Problem to work on –
Each line containing the word "door" must be copied from the material below.

Data listing –
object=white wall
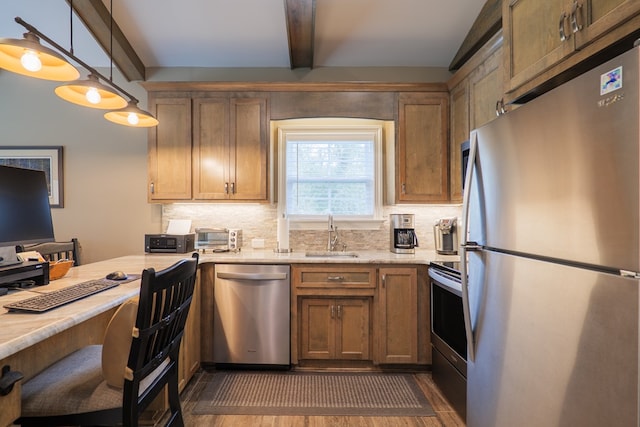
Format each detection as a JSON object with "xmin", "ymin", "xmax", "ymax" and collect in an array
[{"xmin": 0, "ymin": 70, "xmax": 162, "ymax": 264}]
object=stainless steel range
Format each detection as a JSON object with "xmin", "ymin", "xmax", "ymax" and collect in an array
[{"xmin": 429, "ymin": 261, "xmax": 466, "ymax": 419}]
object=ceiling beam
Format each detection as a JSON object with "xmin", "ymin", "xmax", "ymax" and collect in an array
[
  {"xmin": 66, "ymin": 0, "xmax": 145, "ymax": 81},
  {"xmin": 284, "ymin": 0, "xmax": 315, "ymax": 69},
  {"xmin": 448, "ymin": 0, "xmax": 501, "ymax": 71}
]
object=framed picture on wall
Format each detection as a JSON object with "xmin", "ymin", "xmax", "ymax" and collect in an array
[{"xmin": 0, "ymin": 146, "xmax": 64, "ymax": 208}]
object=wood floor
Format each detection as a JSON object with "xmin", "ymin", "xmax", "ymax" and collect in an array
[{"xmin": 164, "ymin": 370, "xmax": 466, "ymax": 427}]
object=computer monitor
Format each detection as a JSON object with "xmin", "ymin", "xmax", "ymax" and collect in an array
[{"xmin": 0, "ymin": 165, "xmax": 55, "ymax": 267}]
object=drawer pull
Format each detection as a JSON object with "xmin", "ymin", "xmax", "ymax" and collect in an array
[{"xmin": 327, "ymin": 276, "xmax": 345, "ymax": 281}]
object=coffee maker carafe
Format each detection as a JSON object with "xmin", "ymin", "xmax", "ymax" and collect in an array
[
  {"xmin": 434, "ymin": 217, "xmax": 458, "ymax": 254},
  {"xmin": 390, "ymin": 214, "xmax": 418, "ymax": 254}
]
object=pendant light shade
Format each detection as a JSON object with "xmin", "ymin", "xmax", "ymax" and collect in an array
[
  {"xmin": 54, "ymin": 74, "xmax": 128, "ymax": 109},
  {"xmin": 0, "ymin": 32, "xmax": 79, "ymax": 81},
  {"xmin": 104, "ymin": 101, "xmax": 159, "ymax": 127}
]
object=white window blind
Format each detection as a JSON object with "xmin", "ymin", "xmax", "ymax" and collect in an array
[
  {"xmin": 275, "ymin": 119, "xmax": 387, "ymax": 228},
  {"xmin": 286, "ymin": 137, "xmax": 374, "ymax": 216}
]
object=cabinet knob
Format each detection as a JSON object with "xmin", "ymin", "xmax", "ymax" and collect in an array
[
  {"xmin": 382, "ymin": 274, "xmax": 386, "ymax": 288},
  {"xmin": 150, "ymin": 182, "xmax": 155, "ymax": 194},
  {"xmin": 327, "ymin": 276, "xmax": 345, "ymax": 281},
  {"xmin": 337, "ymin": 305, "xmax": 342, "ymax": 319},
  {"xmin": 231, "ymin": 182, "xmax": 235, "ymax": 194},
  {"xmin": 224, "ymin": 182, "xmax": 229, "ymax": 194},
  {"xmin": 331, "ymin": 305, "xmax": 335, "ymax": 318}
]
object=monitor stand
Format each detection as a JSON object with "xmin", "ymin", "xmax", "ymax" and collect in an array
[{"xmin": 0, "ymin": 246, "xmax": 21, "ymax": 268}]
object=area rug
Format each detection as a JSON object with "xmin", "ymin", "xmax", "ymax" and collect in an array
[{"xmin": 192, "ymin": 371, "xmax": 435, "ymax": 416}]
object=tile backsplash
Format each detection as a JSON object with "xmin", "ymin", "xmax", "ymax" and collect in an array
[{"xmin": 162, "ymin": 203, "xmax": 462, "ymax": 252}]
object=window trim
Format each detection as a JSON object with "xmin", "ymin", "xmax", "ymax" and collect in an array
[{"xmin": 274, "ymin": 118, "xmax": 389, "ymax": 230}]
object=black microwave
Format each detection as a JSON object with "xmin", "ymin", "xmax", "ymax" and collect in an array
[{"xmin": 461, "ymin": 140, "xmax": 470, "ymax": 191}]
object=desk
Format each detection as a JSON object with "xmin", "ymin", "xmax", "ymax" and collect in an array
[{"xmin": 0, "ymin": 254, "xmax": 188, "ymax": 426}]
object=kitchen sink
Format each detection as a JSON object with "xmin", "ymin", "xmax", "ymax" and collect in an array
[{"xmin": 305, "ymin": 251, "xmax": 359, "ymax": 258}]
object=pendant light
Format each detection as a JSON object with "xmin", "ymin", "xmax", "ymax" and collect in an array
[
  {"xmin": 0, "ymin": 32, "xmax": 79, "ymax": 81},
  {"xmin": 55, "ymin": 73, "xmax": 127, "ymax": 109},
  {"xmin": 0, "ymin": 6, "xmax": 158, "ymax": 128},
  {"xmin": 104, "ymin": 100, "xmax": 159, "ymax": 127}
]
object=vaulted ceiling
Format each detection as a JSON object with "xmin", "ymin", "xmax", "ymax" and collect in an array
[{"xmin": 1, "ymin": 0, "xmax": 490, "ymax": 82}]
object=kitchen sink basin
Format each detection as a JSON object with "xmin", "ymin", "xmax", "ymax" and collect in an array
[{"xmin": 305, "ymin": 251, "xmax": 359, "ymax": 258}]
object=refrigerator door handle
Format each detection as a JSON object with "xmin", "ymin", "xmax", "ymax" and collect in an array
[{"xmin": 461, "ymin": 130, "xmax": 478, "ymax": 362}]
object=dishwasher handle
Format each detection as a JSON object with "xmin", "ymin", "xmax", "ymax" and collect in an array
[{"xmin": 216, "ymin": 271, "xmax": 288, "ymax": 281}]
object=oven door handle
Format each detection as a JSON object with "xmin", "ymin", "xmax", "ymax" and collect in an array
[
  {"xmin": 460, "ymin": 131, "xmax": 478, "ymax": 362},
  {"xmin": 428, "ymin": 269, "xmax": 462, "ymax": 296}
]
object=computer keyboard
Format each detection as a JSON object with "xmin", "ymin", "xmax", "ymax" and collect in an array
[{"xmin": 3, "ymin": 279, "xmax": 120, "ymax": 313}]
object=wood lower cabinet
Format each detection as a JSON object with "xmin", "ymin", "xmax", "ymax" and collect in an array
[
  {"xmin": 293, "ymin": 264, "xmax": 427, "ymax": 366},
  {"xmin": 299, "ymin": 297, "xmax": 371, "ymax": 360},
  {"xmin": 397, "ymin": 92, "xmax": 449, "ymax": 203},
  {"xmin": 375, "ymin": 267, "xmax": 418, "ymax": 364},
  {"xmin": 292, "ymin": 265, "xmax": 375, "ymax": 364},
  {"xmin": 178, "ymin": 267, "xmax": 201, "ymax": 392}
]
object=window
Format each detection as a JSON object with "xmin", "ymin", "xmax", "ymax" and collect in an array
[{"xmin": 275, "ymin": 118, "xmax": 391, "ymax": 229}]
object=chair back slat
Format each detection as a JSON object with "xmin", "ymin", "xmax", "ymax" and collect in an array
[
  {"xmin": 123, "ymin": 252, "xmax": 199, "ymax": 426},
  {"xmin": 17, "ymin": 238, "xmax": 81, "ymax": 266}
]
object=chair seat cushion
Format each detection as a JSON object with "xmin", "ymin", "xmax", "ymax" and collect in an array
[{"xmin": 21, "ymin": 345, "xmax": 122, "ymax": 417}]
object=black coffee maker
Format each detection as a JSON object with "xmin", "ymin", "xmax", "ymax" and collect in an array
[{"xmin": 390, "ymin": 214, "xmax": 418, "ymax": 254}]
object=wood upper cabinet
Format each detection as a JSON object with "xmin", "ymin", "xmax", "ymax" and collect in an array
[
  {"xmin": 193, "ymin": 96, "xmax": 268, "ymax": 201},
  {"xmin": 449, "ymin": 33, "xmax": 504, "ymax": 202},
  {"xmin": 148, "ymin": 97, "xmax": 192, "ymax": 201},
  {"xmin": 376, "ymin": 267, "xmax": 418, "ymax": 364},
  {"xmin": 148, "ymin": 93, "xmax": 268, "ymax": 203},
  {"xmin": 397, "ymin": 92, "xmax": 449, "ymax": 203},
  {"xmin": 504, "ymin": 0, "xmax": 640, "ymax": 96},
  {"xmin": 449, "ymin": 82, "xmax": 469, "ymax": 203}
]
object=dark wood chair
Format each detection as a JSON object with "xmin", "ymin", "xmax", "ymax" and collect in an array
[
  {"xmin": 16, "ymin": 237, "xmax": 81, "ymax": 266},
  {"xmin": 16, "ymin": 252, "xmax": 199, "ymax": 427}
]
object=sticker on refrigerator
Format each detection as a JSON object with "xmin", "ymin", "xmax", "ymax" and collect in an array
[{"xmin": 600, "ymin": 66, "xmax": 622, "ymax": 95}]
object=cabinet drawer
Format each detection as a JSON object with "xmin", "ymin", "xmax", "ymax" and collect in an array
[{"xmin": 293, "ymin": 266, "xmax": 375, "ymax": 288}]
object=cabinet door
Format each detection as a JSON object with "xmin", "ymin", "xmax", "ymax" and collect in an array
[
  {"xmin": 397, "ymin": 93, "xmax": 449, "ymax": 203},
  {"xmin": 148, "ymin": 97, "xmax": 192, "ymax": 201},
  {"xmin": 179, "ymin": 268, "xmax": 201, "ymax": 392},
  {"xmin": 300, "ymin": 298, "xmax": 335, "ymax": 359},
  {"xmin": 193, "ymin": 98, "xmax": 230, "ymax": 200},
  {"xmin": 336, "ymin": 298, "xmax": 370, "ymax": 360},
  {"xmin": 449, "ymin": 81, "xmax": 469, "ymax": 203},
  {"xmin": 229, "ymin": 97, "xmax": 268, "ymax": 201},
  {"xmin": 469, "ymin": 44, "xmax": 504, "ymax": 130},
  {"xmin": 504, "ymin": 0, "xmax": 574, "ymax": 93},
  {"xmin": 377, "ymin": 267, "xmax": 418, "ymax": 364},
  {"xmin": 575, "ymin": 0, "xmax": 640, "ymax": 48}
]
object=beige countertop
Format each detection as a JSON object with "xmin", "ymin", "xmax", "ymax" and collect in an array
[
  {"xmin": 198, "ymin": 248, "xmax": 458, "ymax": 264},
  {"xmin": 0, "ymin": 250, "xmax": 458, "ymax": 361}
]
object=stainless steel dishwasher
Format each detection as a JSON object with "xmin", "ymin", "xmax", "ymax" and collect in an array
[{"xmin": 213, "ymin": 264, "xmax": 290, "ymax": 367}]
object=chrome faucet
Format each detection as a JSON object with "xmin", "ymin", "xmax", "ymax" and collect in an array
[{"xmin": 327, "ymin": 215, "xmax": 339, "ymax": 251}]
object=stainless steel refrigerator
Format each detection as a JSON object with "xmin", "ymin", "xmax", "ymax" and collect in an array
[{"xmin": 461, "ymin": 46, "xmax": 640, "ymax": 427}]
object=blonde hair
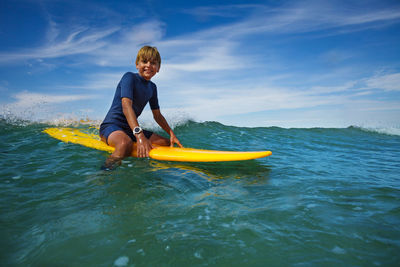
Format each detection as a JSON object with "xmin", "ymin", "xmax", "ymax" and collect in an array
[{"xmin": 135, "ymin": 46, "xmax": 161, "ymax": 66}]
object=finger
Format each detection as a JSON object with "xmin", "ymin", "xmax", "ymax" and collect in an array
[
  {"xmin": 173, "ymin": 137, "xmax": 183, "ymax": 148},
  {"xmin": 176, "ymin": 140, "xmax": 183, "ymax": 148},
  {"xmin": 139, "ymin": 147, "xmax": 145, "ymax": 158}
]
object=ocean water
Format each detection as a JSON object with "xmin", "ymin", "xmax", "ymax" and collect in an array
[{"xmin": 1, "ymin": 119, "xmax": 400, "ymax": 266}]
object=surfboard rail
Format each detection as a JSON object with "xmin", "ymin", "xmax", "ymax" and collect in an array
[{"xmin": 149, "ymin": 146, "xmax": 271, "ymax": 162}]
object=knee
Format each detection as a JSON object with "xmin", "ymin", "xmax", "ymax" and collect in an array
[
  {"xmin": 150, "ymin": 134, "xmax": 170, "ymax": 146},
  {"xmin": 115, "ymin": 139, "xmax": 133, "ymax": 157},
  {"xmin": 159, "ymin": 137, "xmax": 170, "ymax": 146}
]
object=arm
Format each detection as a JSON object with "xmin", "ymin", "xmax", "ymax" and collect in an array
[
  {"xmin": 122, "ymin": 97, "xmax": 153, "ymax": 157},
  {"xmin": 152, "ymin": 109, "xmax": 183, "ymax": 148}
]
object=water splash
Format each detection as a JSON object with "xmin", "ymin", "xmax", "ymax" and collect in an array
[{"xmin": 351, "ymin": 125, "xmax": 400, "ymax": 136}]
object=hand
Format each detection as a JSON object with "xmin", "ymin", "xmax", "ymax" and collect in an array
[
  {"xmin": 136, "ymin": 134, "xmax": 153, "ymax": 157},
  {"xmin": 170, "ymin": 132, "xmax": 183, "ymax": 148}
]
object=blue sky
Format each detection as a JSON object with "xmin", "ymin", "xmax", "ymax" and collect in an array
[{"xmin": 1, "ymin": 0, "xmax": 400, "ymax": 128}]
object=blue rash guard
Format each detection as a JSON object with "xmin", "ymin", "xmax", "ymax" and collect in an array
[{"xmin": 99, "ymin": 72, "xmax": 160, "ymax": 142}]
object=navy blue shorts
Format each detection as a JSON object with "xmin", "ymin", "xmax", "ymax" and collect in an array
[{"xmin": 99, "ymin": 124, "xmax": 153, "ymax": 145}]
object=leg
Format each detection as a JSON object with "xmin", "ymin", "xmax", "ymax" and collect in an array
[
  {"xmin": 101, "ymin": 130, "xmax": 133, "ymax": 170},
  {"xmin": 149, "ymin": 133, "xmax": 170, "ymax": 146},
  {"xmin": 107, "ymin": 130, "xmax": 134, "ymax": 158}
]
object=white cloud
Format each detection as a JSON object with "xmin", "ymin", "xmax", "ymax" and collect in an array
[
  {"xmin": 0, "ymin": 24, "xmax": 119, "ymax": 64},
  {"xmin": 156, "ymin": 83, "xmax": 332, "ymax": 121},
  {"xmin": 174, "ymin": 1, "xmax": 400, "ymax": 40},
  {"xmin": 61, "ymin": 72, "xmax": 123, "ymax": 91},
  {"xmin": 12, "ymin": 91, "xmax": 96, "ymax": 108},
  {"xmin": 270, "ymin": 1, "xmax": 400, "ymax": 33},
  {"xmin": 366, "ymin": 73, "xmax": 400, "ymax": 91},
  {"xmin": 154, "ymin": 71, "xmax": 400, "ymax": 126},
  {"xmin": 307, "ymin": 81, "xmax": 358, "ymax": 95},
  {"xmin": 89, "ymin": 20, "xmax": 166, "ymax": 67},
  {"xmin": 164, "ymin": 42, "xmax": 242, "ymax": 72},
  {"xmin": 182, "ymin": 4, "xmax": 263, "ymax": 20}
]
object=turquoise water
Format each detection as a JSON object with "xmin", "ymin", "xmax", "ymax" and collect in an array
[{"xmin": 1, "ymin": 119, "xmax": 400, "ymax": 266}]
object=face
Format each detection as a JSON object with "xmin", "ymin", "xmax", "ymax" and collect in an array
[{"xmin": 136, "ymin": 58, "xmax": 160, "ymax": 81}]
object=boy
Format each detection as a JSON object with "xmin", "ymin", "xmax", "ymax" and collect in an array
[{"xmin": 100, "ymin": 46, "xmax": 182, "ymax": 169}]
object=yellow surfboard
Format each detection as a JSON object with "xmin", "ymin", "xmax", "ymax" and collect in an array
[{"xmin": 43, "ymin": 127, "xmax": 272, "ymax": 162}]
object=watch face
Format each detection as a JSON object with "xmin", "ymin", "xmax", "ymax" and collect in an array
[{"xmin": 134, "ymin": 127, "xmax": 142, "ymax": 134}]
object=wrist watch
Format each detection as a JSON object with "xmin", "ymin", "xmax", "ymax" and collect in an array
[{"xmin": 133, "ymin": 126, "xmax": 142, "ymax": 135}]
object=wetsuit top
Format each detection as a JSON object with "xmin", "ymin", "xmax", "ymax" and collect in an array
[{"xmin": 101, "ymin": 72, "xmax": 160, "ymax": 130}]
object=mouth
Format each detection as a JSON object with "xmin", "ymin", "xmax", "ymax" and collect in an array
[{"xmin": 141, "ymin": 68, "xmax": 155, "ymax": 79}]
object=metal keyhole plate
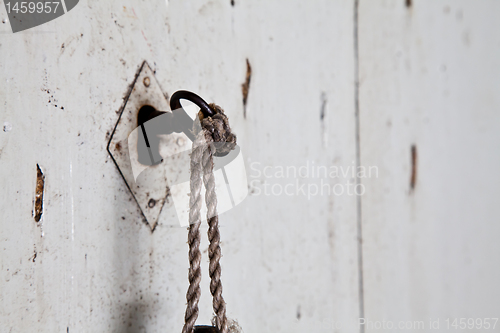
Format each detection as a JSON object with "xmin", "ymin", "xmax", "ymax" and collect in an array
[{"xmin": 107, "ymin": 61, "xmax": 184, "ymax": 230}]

Finished exercise –
object=refrigerator door handle
object=oven door handle
object=cabinet door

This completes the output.